Onderwerp: Bezoek-historie

RSJ 16/600/SGA, 26 februari 2016, schorsing
Uitspraakdatum:26-02-2016

Dit onderwerp bevat de volgende rubrieken.

DBT  v

Uitspraak

Nummer : 16/600/SGA
Betreft : [klager] datum: 26 februari 2016

De voorzitter van de beroepscommissie als bedoeld in artikel 69, tweede lid, van de Penitentiaire beginselenwet (Pbw) heeft kennisgenomen van een bij het secretariaat van de Raad ingekomen verzoekschrift van

[...], verder verzoeker te noemen, verblijvende in de penitentiaire inrichting (p.i.) Lelystad.

Verzoeker vraagt om schorsing, met toepassing van artikel 66, eerste lid, van de Pbw, van de (verdere) tenuitvoerlegging van de beslissing van de directeur van voormelde inrichting van 17 februari 2016, inhoudende de terugplaatsing (degradatie) van
verzoeker naar vanuit het plus- naar het basisprogramma.

De voorzitter heeft voorts kennisgenomen van de mededeling van de secretaris van de beklagcommissie, inhoudende dat het schorsingsverzoek tevens als klaagschrift zal worden aangemerkt.
1. De beoordeling
De voorzitter stelt voorop dat in het kader van het verzoek om schorsing van de tenuitvoerlegging van een beslissing van de directeur slechts ruimte bestaat voor een voorlopige beoordeling en dat de zaak niet ten gronde kan worden onderzocht en
beslist.

----------

Jouw opdrachten
#1 Welke functionarissen noemt de uitspraak bij hun functie?
#2 Schrijf de uitspraak over het schorsingsverzoek verder vanaf het punt waar de tekst ophoudt.
De lijst die hierna komt is los materiaal en hoort niet bij de uitspraak.

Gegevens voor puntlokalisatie
----------

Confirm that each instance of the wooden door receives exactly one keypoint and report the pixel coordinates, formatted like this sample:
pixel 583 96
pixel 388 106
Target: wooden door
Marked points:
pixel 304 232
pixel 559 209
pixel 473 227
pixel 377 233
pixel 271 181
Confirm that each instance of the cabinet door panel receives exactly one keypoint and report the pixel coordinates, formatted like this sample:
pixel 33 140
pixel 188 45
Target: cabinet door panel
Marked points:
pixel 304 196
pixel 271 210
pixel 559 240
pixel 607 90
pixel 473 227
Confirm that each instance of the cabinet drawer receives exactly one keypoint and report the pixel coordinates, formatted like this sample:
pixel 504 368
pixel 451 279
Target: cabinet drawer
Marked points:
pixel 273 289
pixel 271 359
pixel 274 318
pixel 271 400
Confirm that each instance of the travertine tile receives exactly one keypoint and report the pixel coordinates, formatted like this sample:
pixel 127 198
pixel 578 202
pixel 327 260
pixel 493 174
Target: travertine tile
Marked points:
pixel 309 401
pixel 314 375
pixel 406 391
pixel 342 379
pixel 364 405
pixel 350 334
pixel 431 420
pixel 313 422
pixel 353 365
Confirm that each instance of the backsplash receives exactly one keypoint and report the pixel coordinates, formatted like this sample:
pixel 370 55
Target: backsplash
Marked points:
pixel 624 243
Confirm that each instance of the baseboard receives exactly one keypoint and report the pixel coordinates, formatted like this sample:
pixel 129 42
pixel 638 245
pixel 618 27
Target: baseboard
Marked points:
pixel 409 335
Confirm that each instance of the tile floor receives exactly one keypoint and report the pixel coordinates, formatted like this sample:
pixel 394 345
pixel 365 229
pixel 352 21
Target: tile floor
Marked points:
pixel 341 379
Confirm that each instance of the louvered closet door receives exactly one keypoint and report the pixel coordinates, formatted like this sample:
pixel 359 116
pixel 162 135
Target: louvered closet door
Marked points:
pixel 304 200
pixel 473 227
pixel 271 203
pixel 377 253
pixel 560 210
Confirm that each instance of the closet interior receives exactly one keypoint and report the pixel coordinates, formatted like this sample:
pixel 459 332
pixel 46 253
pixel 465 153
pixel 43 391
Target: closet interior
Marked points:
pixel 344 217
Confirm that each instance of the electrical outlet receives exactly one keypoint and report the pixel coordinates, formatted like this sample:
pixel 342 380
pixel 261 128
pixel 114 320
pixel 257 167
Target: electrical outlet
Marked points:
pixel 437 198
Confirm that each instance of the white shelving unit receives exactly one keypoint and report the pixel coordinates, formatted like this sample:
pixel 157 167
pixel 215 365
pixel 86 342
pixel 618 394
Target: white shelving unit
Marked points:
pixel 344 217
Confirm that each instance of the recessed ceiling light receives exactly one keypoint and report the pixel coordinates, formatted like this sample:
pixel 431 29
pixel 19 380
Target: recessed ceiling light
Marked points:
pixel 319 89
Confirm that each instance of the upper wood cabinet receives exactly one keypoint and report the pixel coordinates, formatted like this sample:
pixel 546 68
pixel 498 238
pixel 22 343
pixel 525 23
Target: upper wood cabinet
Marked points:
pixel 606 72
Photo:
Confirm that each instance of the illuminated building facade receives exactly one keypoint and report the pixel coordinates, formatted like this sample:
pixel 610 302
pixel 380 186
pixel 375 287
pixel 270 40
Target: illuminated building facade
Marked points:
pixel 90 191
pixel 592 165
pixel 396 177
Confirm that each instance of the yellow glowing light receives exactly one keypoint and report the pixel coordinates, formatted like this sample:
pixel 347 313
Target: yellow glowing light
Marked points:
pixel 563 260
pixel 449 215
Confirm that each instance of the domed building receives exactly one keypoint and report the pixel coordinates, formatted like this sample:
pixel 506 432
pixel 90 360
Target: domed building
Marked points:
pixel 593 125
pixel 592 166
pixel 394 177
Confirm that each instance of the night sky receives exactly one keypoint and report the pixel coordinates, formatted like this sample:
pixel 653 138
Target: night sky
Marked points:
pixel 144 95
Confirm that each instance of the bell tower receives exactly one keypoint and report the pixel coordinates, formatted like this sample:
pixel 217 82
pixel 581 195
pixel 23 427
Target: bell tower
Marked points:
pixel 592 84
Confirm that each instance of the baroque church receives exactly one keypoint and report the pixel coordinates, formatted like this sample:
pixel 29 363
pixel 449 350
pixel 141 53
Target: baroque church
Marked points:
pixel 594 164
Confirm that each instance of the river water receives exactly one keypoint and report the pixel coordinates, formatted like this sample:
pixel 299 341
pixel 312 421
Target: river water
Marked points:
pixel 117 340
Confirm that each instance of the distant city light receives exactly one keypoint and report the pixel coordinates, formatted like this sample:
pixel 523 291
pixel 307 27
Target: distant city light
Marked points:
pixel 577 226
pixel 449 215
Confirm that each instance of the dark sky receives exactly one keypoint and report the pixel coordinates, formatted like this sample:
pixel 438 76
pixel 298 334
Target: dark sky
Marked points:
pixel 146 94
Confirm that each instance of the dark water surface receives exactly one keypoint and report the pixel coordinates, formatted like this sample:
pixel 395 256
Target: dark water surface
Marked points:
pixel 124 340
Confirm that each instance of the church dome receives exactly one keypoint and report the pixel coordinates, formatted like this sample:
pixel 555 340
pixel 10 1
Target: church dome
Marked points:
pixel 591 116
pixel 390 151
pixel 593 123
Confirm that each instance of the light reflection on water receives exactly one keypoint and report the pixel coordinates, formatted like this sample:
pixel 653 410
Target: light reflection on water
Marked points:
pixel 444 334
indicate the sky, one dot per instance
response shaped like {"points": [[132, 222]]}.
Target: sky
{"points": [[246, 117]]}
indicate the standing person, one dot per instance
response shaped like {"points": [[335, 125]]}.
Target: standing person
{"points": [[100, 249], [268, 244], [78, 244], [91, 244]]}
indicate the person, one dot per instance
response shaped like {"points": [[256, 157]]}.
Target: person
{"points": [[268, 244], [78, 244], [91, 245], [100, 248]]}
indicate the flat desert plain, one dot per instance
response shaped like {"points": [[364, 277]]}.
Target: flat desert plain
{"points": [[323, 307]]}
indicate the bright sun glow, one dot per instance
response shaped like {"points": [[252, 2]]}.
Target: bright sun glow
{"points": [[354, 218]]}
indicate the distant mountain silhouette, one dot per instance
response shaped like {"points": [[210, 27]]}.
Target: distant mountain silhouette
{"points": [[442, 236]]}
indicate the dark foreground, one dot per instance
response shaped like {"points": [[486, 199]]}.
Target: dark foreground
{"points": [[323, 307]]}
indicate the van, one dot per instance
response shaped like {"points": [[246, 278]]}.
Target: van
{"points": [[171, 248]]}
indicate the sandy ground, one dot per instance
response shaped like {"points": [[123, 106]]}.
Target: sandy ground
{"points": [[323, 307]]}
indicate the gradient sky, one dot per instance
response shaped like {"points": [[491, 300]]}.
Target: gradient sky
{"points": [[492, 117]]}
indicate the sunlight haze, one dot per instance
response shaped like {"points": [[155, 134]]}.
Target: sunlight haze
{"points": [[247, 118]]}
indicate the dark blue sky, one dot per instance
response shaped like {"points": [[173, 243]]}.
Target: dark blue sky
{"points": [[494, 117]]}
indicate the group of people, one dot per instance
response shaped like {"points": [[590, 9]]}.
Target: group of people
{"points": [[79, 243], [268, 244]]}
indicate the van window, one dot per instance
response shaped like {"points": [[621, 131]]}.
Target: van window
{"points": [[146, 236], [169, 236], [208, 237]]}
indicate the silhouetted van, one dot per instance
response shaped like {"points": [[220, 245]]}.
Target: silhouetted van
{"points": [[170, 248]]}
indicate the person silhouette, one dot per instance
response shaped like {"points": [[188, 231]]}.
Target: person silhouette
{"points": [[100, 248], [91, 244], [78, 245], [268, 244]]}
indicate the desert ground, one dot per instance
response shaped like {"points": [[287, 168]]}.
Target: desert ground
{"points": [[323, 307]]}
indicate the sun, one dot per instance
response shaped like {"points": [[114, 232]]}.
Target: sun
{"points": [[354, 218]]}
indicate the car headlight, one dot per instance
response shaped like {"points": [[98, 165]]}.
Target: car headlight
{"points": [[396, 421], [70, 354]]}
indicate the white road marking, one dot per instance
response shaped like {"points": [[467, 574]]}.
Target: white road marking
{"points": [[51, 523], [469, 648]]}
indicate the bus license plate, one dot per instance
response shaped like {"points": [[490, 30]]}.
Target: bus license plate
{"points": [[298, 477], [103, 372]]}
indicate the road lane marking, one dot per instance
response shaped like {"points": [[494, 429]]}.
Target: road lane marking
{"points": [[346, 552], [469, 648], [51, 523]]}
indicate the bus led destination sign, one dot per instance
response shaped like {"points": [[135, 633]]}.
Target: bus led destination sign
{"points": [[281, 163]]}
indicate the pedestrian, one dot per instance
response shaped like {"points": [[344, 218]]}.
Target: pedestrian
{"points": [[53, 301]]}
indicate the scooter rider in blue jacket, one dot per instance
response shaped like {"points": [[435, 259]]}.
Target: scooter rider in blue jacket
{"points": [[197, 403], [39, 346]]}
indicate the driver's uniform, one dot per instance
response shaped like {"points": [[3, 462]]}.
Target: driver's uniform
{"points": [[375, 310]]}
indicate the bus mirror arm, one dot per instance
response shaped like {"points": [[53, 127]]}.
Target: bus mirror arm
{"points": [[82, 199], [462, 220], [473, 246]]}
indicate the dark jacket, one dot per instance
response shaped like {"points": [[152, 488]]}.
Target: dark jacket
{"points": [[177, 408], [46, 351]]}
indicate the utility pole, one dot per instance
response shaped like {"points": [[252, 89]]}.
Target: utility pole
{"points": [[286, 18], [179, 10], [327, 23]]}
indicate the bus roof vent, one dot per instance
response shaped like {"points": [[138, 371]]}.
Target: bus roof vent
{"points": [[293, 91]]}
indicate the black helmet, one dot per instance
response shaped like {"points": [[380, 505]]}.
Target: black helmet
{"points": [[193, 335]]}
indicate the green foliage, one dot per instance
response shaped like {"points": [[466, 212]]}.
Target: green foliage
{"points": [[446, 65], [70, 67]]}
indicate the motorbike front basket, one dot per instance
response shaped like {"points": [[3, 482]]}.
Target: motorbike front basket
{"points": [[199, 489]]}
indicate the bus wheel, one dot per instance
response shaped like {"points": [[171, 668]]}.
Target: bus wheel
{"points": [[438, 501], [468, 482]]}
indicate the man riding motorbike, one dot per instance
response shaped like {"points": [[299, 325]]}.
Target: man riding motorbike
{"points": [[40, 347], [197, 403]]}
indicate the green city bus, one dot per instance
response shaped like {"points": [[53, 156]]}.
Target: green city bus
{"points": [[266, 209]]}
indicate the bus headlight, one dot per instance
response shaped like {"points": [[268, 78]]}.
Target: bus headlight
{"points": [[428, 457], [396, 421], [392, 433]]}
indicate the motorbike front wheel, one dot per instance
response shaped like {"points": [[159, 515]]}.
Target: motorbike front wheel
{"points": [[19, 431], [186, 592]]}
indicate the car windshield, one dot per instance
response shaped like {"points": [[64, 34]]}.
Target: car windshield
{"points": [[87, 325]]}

----------

Antwoorden per onderdeel
#1 De voorzitter van de beroepscommissie, de directeur van de penitentiaire inrichting Lelystad en de secretaris van de beklagcommissie.

#2
Aan de orde is daarom slechts de vraag of de beslissing waartegen beklag is ingediend in strijd is met een wettelijk voorschrift dan wel zodanig onredelijk of onbillijk is dat er een spoedeisend belang is om thans over te gaan tot schorsing van de
(verdere) tenuitvoerlegging van die beslissing. Naar het oordeel van de voorzitter is dat niet het geval.
Volgens vaste jurisprudentie van de beroepscommissie, bijvoorbeeld RSJ 10 november 2014, 14/1918/GA, dient de directeur alvorens te beslissen de ernst van het gedrag in kwestie af te wegen tegen het voorgaande gedrag. Volgens de beroepscommissie vormt
immers de grondslag voor degradatie niet de verstoring van de orde en veiligheid in de inrichting dan wel de ongestoorde tenuitvoerlegging van de vrijheidsbeneming zonder meer, zoals dat wel het geval is bij de disciplinaire straf en de ordemaatregel,
maar de (mate van) verantwoordelijkheid die de gedetineerde toont voor zijn eigen re-integratie. Niet elk ongewenst gedrag hoeft daarom volgens de beroepscommissie tevens in te houden dat de gedetineerde niet meewerkt aan zijn re-integratie en daarom
dient het structurele gedrag van de betrokken gedetineerde, waarin ook de onderdelen van goed gedrag, bij de beslissing te worden betrokken.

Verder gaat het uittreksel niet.